Reproduce the listing below in full, switching every occurrence of "bounding box" to "enclosing rectangle" and leaving all other text unchanged. Omit the pictures from your reproduction.

((

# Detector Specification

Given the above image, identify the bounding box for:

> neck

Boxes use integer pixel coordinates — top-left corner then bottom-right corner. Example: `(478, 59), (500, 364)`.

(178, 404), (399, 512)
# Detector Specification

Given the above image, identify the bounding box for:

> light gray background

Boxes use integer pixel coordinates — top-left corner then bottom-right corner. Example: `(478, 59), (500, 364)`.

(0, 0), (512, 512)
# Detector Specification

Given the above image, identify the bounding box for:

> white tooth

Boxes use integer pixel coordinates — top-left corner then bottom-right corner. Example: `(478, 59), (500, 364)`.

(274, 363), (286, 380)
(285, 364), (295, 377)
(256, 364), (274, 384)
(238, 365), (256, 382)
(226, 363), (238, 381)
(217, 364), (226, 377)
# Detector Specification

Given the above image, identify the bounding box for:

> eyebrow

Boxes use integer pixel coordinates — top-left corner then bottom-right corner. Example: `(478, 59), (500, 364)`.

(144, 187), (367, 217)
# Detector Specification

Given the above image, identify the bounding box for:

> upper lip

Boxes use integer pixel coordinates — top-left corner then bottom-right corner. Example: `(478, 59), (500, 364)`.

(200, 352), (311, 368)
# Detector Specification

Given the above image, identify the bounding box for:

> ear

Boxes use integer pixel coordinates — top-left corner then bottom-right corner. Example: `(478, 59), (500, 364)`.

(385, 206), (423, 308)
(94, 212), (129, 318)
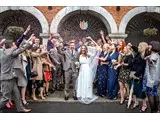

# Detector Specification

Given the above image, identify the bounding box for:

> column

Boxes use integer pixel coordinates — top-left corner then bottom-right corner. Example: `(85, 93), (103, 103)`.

(40, 33), (49, 45)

))

=== Final result ===
# Detector Specification

Given the above image, identify the enclosing rectangle for:

> neck

Boxes use integer pixel coordinates — top-left corner then bottom-right corner. Example: `(478, 59), (500, 364)`.

(178, 404), (399, 512)
# Detector Specification

Given the above image, identify the enclosing rectangle for:

> light gray background

Boxes use integer pixel coordinates — top-left corner then bottom-right corner. Example: `(478, 59), (500, 364)`.

(0, 0), (512, 512)
# Detector Specification

Given the above image, identify the enclosing rectangle for:

> white tooth

Boxes use integer pixel coordinates — top-left corner then bottom-right corner. Example: `(478, 59), (500, 364)`.

(274, 363), (286, 380)
(285, 364), (295, 377)
(256, 364), (274, 384)
(238, 365), (256, 382)
(226, 363), (238, 381)
(217, 364), (226, 377)
# Detector Specification

Given the above image, identify the enclosing rectangle for:

> eyebrow

Boxes use integer pixel coordinates — top-left corner then bottom-right corner. Example: `(478, 59), (500, 364)`.

(144, 187), (367, 217)
# Detector Specification

Given the above image, identify the enclosing rectangle for:

> upper lip

Boxes use integer pixel coordinates — top-left corner then bottom-right corner. Example: `(478, 59), (500, 364)`.

(200, 352), (311, 368)
# Detector Specification

Given the above image, identify the enclosing rectangle for:

> ear

Boxes use integer pixel coordinates — top-left corner then bottom-right corner. Example: `(478, 59), (500, 364)`.

(385, 206), (423, 308)
(94, 212), (129, 318)

# Detector Specification

Given the above image, identify the enclosing rectangle for:

> column

Boxes use integer pixel coordinates — top-left corner then bottom-right corner. Example: `(85, 93), (103, 103)`.

(40, 33), (49, 45)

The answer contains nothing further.